--- BEGIN Dataset entries ---
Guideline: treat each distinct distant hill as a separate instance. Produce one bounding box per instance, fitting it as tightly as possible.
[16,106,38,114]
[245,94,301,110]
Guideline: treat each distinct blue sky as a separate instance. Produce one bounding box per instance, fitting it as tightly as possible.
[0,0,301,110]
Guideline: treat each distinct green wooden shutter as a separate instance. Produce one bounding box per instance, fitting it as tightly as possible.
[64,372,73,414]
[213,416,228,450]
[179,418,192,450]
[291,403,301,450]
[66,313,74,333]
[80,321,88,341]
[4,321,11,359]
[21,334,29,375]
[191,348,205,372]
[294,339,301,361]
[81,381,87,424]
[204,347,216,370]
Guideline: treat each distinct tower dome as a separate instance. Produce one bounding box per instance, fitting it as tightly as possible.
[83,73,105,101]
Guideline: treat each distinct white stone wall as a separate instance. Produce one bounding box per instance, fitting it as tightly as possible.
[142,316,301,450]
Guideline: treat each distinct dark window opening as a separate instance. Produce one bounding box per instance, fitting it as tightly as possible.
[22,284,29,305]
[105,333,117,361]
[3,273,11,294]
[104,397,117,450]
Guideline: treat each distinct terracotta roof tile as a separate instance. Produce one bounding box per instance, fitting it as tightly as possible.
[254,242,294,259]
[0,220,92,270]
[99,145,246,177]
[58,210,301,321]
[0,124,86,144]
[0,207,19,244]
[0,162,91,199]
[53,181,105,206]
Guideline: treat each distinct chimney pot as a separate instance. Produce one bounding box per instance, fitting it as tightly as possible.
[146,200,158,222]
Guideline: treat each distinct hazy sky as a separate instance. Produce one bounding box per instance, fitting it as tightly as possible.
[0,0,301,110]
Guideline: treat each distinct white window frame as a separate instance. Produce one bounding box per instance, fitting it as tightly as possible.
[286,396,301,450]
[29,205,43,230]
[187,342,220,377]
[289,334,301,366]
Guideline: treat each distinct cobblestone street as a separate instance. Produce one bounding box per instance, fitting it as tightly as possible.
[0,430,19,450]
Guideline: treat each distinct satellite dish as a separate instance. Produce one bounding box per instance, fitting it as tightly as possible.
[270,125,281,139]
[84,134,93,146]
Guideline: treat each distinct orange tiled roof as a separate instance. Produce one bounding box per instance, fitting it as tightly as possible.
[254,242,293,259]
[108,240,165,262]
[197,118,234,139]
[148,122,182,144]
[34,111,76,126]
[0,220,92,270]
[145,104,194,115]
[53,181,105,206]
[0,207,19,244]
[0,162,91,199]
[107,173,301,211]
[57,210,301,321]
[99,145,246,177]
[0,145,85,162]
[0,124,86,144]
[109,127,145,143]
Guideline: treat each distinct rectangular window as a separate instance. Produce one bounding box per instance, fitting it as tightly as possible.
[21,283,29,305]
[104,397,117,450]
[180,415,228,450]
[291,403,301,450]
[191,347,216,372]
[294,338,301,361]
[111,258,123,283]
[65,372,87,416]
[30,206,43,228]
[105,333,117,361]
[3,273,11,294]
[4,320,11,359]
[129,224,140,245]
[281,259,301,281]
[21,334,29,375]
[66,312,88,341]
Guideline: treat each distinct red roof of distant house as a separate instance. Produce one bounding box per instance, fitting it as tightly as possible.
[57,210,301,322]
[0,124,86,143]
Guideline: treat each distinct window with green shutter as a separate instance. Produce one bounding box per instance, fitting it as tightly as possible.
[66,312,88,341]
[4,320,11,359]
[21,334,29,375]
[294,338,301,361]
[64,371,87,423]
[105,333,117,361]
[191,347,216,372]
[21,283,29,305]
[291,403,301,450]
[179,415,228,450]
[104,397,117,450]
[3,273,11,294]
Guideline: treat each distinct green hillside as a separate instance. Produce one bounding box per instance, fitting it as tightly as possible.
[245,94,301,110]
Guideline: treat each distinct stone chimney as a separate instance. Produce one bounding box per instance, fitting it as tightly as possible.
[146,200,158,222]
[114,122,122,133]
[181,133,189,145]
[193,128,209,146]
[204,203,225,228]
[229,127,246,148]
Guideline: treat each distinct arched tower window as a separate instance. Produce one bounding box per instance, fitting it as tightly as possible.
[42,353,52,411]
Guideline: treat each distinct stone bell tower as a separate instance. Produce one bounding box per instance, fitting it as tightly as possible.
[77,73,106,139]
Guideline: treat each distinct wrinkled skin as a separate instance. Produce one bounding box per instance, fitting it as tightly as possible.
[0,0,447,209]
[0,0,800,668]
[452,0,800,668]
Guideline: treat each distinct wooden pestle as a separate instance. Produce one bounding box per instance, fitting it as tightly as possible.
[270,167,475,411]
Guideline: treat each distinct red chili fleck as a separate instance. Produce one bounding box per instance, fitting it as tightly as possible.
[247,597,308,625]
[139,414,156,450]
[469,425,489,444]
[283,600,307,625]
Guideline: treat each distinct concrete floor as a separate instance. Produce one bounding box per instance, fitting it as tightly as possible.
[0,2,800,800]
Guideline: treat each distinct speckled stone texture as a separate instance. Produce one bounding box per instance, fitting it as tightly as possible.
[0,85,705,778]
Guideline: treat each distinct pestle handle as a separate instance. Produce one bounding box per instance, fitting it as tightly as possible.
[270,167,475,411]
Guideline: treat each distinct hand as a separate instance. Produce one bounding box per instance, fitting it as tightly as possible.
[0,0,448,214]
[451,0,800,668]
--- END Dataset entries ---
Instructions for the task :: Copy out everything from the line containing "Guideline: treat each distinct white window" down to the line containing "[109,127,145,143]", keeping the guideline lines as they are but scaling every bounding box coordinate by 1.05 and rounding each to a whole number, with halves rounded up. Give only those lines.

Exercise response ::
Guideline: treat each distinct white window frame as a separate instance. Produce one bounding box per instance, fitting it as tightly as possible.
[300,416,316,473]
[30,215,45,242]
[196,359,231,396]
[303,351,316,384]
Guideline: treat each distinct cobblestone street as a separate instance. Produce one bounding box per instance, fitting it as tightly as possible.
[0,452,20,473]
Guideline: treat each distinct satellite dish as a separate instance. Produce one bounding box per instance, fitting it as tightly as possible.
[284,131,295,146]
[88,141,98,153]
Guideline: treat each distinct orange tiled roof as a separate instance. Produce one bounding box per instance, fitting it as tightly as possible.
[267,254,308,272]
[113,252,173,275]
[207,124,246,146]
[155,128,191,151]
[36,117,80,132]
[0,231,97,284]
[152,109,204,121]
[56,190,110,216]
[0,217,20,256]
[0,170,96,209]
[112,182,316,222]
[60,221,316,337]
[104,152,258,186]
[0,152,89,170]
[0,130,90,151]
[114,133,152,150]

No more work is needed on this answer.